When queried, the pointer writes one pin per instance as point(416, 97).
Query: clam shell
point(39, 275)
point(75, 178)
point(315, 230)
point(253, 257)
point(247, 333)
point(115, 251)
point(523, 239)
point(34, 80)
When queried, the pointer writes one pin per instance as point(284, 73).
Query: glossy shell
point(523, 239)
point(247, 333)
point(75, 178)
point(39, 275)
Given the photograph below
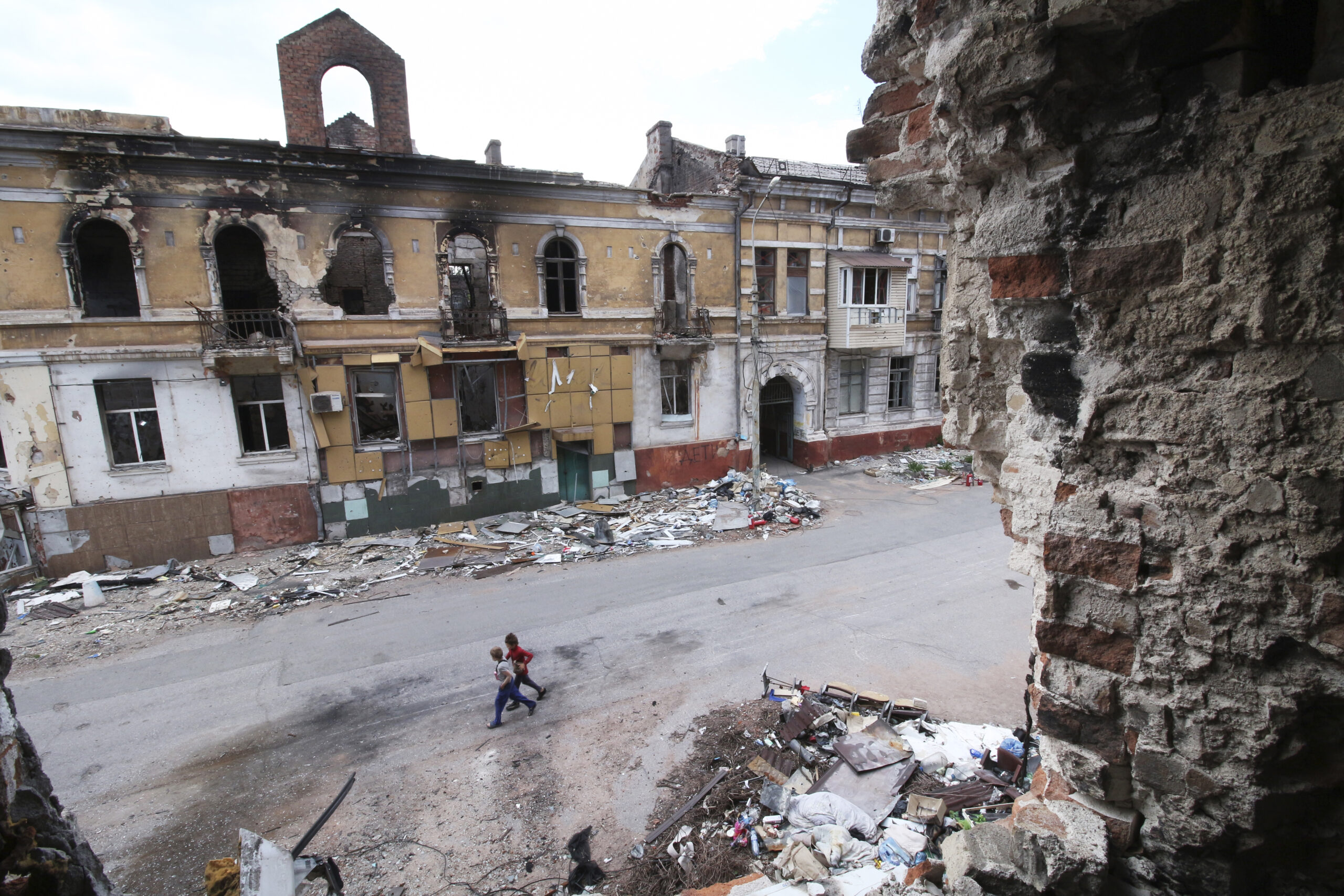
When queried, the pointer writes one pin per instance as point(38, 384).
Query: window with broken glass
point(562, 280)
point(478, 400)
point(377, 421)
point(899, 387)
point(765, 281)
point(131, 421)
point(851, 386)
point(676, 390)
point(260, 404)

--

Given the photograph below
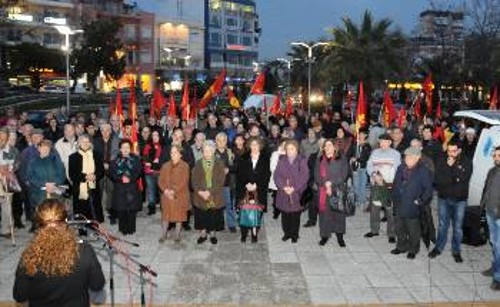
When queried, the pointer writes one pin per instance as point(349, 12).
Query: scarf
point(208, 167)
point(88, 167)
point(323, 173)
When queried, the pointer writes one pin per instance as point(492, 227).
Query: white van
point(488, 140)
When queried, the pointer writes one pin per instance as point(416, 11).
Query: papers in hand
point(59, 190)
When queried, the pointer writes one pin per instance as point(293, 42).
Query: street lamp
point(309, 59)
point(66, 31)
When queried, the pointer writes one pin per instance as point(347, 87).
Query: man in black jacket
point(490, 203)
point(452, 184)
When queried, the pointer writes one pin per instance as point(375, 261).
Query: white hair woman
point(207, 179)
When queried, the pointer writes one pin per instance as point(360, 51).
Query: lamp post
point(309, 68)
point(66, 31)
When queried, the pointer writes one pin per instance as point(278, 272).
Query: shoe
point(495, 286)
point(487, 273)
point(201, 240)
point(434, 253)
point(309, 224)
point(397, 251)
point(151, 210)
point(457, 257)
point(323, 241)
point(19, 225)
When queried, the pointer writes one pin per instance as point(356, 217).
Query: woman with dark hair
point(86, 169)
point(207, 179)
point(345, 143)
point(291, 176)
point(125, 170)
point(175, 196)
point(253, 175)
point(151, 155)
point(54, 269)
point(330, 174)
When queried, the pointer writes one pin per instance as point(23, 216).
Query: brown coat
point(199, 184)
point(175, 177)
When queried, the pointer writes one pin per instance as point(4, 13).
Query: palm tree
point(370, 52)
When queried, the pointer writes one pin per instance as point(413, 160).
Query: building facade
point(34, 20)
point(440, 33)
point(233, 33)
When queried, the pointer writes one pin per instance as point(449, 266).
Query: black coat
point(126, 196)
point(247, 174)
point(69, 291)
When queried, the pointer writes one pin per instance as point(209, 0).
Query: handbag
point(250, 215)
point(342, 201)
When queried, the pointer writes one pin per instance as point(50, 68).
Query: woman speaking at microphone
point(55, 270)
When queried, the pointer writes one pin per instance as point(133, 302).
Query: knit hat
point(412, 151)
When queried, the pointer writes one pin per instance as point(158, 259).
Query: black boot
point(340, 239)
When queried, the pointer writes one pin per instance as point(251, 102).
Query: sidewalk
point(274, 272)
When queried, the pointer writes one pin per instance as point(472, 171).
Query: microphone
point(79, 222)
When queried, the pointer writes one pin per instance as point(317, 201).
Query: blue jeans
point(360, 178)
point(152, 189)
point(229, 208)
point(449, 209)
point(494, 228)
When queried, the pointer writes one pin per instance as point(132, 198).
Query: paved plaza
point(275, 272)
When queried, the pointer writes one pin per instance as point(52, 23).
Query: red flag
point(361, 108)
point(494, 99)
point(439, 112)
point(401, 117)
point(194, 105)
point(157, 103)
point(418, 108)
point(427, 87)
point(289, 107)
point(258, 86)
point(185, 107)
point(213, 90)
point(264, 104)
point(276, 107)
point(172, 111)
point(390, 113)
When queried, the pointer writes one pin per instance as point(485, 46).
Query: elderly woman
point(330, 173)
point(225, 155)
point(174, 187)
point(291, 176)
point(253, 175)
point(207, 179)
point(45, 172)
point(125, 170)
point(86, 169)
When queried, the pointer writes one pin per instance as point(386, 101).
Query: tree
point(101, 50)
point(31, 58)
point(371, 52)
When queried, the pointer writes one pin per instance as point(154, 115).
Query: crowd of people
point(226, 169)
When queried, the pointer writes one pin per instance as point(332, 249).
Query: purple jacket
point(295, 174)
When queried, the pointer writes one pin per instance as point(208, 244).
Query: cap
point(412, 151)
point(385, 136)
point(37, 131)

--

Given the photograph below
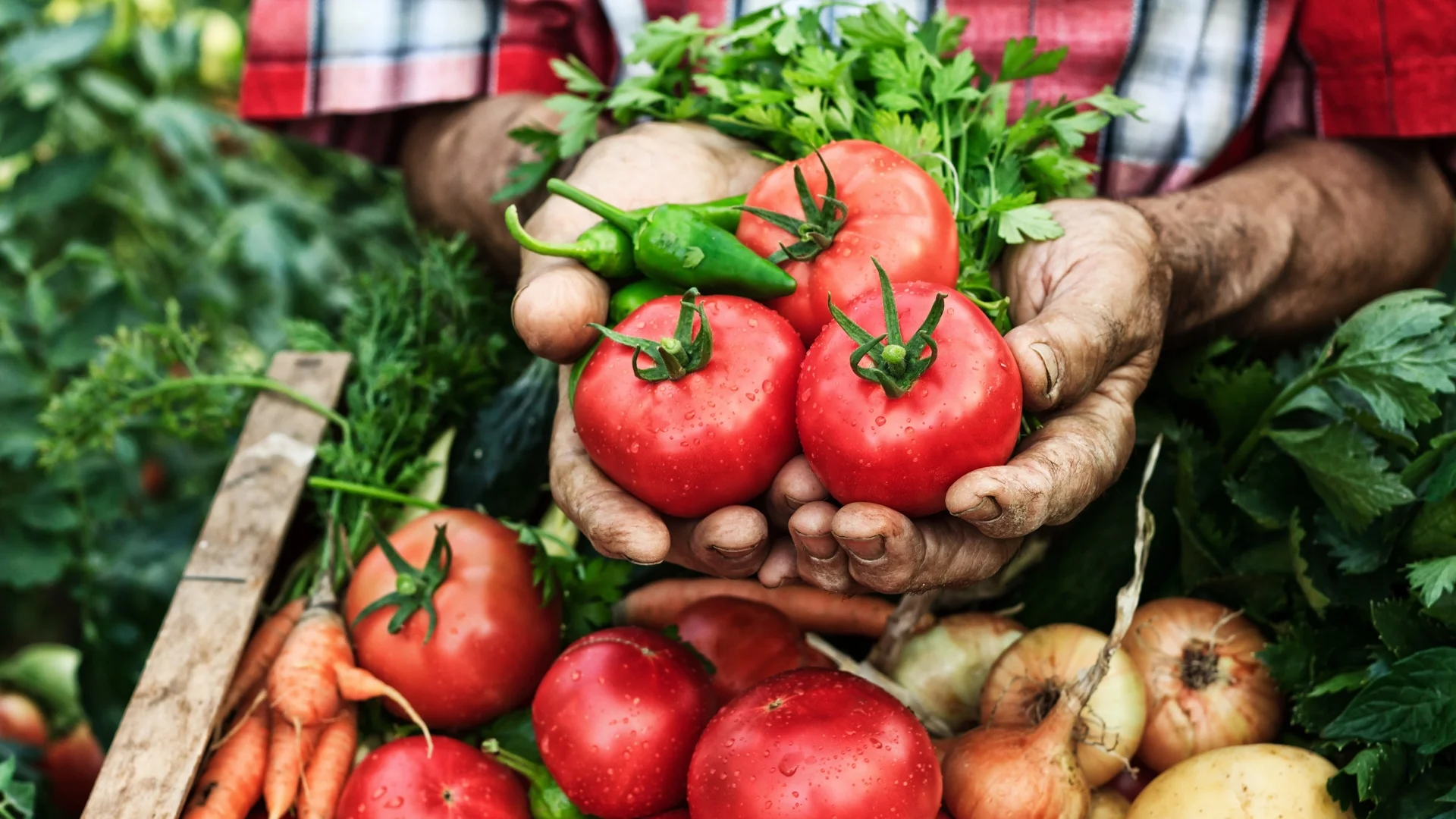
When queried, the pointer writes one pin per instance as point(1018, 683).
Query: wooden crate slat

Aim of the exercise: Copy the records from the line with "as point(133, 302)." to the line with "point(79, 222)" word for word, and include both of those lines.

Problem solution:
When queried, the pointer writes one pin per instance as point(133, 302).
Query: knit hat
point(412, 151)
When queried, the pointer writes one pin per instance as point(158, 259).
Query: black boot
point(340, 239)
When queried, the pointer writes one pin per instance as point(251, 102).
Query: sidewalk
point(274, 272)
When queried, the pointer writes one pin per instance as point(472, 171).
Query: microphone
point(79, 222)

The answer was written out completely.